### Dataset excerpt
## Begin
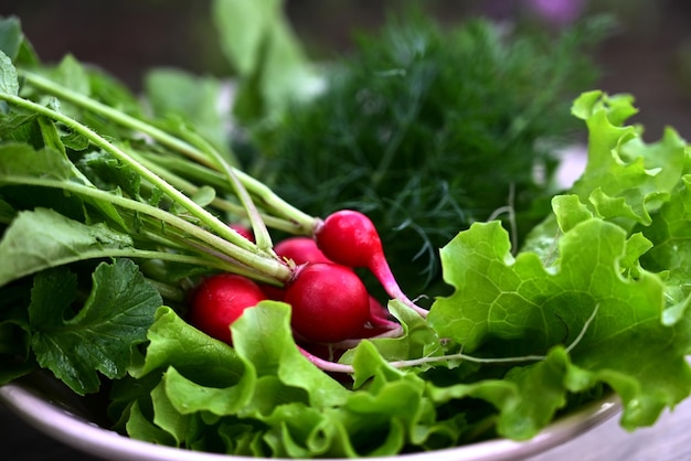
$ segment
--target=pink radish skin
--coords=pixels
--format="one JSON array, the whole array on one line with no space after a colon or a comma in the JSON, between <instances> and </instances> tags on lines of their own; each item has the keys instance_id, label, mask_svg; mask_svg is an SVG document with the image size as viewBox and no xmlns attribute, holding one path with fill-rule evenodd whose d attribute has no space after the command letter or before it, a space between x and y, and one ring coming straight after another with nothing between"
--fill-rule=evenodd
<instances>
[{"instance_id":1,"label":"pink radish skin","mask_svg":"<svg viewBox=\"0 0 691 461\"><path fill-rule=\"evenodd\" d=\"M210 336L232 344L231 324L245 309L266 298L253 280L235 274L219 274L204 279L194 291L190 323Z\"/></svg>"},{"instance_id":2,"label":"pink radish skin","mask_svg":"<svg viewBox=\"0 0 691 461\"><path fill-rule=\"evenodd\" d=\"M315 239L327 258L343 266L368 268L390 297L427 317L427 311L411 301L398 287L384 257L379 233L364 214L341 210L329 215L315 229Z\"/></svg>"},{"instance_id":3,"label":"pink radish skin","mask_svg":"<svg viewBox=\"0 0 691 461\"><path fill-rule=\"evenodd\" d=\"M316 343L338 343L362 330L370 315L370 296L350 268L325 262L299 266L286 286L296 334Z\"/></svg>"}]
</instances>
## End
### Work to complete
Rewrite the lines above as a Markdown table with the columns Row and Line. Give each line its row number, omit blank lines and the pictures.

### Complete response
| Row | Line |
|---|---|
| 1 | $ segment |
| 2 | --target=pink radish skin |
| 3 | --coords=pixels |
| 4 | --format="one JSON array, the whole array on one line with no space after a colon or a comma in the JSON, between <instances> and </instances> tags on lines of their own; each item has the keys instance_id, label, mask_svg; mask_svg is an SVG document with the image size as viewBox and no xmlns attribute, holding one path with fill-rule evenodd whose d attribute has no space after the command letter or before it, a space between x and y, and one ring coming straight after another with nothing between" |
| 5 | --fill-rule=evenodd |
| 6 | <instances> |
| 7 | [{"instance_id":1,"label":"pink radish skin","mask_svg":"<svg viewBox=\"0 0 691 461\"><path fill-rule=\"evenodd\" d=\"M210 336L232 344L231 324L245 309L266 298L253 280L235 274L219 274L204 279L194 291L190 323Z\"/></svg>"},{"instance_id":2,"label":"pink radish skin","mask_svg":"<svg viewBox=\"0 0 691 461\"><path fill-rule=\"evenodd\" d=\"M315 239L327 258L343 266L368 268L390 297L427 317L427 311L411 301L398 287L384 257L379 233L364 214L341 210L329 215L315 229Z\"/></svg>"},{"instance_id":3,"label":"pink radish skin","mask_svg":"<svg viewBox=\"0 0 691 461\"><path fill-rule=\"evenodd\" d=\"M316 343L338 343L362 330L370 315L370 296L350 268L325 262L299 266L286 286L296 334Z\"/></svg>"}] |
| 8 | </instances> |